[Stored data entries]

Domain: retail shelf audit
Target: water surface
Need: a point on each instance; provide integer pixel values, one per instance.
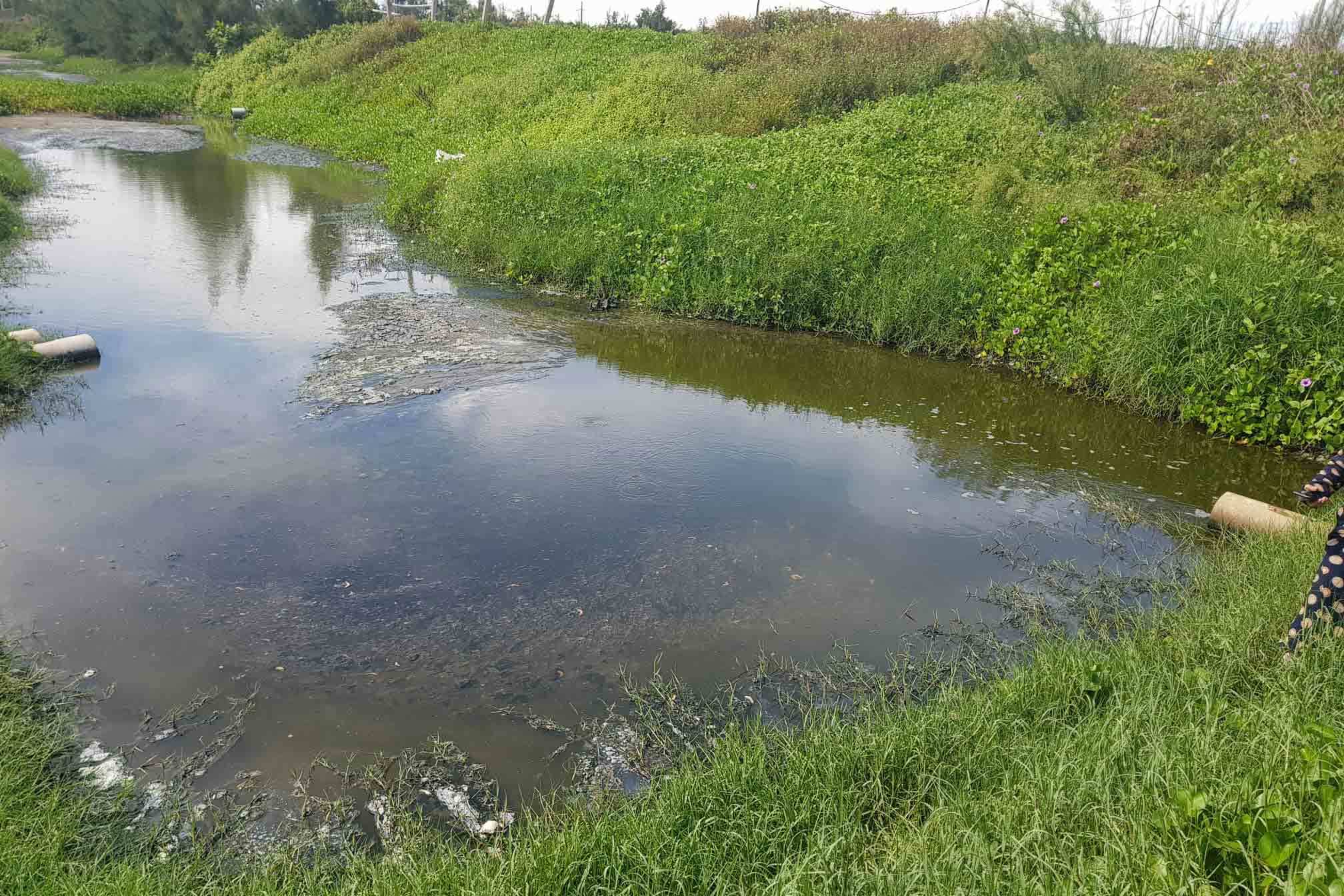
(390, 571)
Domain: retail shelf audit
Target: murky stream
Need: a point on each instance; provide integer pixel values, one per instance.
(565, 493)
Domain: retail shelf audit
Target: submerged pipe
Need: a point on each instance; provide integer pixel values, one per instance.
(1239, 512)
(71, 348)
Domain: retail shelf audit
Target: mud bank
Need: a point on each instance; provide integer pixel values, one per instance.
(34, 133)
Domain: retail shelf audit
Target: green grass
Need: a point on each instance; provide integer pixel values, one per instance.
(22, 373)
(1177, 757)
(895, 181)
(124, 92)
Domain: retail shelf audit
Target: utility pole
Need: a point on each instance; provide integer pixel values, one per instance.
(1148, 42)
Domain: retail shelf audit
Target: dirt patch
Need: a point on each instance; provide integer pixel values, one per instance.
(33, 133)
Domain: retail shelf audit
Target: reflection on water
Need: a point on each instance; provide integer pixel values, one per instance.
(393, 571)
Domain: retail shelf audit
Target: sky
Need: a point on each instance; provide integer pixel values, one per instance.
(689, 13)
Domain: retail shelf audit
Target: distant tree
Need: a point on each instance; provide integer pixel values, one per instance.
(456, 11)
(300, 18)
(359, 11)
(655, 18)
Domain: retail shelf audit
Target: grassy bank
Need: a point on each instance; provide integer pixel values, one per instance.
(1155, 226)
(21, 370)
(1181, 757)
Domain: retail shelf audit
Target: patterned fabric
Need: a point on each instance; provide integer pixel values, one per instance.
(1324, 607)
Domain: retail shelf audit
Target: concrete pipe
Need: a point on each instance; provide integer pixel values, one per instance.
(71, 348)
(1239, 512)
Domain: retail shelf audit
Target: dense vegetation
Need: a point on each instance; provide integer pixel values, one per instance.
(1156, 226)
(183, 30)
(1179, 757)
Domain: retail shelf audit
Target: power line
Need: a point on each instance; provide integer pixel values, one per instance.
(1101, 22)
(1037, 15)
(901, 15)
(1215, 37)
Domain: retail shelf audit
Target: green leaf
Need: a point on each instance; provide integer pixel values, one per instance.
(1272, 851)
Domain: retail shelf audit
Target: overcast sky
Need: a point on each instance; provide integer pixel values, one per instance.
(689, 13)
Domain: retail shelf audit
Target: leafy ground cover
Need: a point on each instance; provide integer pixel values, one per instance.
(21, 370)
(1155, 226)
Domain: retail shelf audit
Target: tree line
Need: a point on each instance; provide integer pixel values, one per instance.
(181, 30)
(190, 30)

#### [What you have to do]
Please filter the entries for the word "water" and copy the lines that have it.

#### [Result of this exercise]
Target: water surface
Target: reflection on water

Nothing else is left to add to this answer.